(Source data)
•••

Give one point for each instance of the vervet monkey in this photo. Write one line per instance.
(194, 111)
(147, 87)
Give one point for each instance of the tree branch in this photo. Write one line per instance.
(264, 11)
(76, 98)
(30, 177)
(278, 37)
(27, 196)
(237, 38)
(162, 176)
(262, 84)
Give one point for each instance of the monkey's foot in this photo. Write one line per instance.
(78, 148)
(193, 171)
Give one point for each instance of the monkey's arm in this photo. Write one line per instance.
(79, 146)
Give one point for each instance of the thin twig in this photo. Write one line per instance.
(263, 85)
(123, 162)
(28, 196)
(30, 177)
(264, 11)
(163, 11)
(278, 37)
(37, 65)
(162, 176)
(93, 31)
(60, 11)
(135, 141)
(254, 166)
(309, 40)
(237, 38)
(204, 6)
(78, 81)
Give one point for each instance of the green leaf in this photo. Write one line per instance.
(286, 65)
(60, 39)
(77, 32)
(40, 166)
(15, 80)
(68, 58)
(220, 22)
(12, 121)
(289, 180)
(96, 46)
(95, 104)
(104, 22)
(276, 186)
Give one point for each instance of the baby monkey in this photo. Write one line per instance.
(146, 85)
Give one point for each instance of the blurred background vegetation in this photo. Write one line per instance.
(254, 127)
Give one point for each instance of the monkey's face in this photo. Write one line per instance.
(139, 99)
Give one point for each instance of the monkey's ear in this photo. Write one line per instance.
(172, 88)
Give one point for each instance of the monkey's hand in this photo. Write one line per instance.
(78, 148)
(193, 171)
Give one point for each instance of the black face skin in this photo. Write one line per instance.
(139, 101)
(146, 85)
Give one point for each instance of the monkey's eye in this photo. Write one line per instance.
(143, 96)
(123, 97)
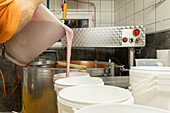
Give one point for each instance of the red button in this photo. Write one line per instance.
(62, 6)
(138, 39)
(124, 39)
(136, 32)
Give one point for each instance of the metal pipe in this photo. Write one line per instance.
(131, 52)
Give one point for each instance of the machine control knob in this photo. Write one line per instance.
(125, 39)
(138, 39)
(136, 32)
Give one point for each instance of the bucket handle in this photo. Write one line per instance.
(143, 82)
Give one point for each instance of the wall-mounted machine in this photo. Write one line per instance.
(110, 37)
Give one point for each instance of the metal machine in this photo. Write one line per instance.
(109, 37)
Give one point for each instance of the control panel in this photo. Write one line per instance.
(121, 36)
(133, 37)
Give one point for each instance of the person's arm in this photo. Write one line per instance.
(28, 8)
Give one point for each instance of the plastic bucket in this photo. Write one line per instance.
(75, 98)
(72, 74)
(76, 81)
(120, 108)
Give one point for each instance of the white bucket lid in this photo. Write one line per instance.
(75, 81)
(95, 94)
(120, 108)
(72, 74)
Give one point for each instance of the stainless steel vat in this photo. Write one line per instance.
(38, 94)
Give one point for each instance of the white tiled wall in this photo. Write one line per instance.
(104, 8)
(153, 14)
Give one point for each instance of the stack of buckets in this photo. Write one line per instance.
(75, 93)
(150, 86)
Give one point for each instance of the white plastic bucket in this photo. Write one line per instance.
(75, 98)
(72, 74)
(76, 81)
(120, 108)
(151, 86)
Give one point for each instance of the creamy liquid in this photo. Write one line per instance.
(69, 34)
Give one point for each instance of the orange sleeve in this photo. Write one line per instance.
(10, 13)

•••

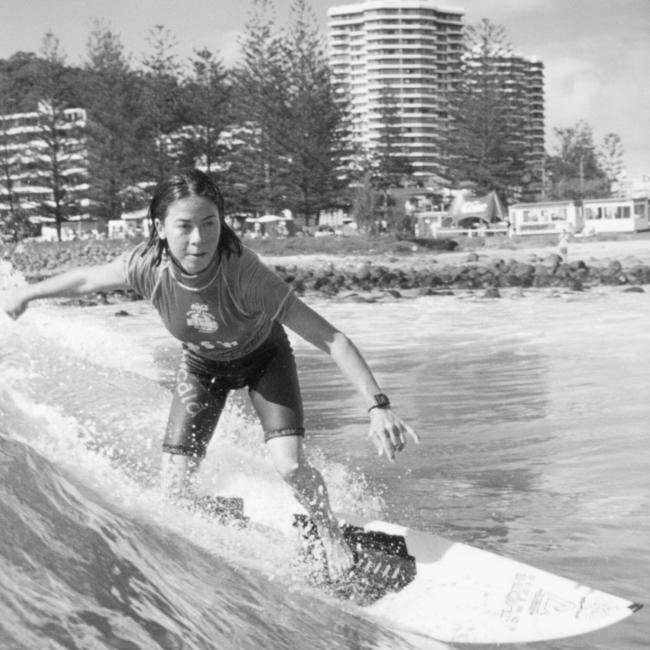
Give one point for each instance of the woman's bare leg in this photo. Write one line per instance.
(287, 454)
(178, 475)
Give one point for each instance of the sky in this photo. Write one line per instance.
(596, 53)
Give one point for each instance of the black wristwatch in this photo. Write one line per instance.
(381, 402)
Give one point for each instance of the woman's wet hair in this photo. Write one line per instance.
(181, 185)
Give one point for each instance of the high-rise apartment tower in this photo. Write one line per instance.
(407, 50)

•••

#### What you should do:
Display every line of the rows above that contains the word "woman", matching its case exactly.

#### Exercise solution:
Give one point for each instance of the woman's bare leg in this photo. Write one line per instance.
Give one point for each instance of the woman's wet hair in this photo. Write one line per instance.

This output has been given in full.